* [Task instructions]: Select each line below that contains the word "thick", treating uppercase and lowercase as different.

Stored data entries
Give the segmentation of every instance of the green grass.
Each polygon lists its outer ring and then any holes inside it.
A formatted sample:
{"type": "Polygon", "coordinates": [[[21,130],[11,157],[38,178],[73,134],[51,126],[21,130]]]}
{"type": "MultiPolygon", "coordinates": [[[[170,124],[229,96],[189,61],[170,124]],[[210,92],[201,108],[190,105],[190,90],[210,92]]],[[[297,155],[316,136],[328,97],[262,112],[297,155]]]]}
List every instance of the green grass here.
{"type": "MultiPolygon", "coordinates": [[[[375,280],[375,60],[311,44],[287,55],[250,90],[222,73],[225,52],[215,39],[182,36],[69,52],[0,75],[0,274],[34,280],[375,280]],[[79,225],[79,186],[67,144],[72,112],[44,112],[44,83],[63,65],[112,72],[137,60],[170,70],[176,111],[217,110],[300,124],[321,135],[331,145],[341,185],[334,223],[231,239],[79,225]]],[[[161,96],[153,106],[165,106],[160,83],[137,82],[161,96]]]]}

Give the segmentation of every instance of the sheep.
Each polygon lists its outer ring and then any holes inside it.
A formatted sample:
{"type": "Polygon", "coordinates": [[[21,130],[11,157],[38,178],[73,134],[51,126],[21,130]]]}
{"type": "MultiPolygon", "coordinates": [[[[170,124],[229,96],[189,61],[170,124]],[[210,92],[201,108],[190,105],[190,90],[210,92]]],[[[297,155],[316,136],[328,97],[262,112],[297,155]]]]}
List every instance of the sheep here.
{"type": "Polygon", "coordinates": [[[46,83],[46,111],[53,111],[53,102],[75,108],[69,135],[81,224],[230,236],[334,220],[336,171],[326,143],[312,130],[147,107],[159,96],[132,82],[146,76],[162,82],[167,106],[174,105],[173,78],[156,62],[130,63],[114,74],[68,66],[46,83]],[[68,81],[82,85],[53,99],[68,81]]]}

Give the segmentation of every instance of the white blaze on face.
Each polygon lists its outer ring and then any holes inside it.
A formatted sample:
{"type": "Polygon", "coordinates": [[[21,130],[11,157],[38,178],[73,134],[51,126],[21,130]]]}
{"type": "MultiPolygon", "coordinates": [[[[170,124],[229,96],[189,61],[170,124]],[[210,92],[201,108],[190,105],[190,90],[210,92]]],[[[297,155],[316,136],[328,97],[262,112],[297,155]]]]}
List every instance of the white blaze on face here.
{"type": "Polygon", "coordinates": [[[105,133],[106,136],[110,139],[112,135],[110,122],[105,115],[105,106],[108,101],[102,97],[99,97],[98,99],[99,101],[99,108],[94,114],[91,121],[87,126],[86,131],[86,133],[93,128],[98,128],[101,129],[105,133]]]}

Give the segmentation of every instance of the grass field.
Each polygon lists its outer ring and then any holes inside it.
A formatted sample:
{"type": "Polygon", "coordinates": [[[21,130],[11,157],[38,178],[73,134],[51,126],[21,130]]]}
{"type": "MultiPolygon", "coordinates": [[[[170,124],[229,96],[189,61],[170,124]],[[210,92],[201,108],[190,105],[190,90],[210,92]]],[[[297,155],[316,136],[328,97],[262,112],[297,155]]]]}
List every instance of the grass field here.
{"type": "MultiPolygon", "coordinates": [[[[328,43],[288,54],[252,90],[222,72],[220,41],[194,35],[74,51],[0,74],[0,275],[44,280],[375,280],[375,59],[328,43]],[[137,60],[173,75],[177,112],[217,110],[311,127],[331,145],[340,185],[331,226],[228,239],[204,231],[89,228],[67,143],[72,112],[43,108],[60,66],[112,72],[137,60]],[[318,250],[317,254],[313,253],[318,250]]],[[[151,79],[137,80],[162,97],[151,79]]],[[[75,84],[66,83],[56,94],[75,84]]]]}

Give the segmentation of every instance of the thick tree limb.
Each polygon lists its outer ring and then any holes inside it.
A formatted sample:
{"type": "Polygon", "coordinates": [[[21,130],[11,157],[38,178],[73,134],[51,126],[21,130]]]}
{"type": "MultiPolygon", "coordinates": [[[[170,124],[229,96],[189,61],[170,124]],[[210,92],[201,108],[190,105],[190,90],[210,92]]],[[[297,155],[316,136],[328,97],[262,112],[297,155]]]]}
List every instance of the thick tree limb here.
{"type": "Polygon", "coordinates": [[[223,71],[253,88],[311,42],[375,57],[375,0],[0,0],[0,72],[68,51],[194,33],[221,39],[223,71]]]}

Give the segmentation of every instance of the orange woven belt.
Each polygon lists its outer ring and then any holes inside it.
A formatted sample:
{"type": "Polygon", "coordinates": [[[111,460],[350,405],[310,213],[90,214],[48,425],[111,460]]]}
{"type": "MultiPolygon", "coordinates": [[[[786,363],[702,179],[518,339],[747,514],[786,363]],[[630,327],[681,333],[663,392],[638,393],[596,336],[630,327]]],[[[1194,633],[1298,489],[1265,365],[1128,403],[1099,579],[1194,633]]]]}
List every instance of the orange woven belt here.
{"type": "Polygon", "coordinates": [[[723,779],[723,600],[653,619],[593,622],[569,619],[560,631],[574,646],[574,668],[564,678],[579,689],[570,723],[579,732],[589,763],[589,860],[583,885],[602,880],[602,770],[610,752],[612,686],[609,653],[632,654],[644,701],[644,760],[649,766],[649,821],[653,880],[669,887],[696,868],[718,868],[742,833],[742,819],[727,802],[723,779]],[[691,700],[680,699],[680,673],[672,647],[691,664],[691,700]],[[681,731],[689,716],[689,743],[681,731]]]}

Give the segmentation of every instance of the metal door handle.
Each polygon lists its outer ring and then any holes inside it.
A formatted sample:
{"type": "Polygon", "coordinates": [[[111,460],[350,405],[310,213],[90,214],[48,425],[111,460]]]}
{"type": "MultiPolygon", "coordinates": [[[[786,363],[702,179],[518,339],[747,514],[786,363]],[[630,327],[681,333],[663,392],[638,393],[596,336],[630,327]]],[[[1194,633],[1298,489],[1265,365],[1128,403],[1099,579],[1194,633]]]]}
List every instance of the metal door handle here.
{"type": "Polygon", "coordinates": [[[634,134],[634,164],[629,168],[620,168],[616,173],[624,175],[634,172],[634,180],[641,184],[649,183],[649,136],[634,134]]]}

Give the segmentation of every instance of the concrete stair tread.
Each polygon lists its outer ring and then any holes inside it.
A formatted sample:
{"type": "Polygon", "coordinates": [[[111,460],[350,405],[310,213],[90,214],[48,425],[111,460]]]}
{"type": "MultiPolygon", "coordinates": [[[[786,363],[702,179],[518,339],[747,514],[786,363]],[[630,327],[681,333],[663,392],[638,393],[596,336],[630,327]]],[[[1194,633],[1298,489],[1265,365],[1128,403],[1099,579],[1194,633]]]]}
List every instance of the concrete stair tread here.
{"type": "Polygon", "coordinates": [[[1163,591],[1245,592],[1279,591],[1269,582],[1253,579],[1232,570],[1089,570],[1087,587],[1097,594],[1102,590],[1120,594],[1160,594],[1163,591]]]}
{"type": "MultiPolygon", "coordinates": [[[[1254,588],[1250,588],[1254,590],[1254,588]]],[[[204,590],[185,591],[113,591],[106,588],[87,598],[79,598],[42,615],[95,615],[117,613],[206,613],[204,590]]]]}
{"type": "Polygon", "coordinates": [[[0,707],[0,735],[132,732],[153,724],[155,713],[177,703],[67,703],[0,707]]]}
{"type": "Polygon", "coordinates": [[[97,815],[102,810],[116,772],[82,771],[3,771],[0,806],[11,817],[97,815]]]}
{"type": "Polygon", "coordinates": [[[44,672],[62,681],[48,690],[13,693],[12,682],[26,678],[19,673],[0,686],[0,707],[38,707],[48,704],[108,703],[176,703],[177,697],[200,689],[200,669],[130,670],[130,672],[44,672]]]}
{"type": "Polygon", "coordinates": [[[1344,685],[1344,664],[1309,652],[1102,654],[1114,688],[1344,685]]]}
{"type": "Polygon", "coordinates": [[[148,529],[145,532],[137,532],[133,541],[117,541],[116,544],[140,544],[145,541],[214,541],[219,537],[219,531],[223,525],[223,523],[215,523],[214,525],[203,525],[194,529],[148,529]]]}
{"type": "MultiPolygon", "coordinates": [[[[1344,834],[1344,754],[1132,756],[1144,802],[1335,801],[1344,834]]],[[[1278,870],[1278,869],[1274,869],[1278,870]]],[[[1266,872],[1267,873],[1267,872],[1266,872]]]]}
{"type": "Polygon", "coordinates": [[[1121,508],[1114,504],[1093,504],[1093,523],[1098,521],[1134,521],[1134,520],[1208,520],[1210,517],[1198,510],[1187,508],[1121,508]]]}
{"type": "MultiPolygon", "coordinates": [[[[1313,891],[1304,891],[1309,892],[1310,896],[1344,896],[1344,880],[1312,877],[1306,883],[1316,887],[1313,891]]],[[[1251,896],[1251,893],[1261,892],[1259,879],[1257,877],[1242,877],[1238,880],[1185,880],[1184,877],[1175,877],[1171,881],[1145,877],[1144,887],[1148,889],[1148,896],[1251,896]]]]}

* [Solution to this task]:
Give the segmentation of every instance of the thick tree limb.
List every instance of the thick tree limb here.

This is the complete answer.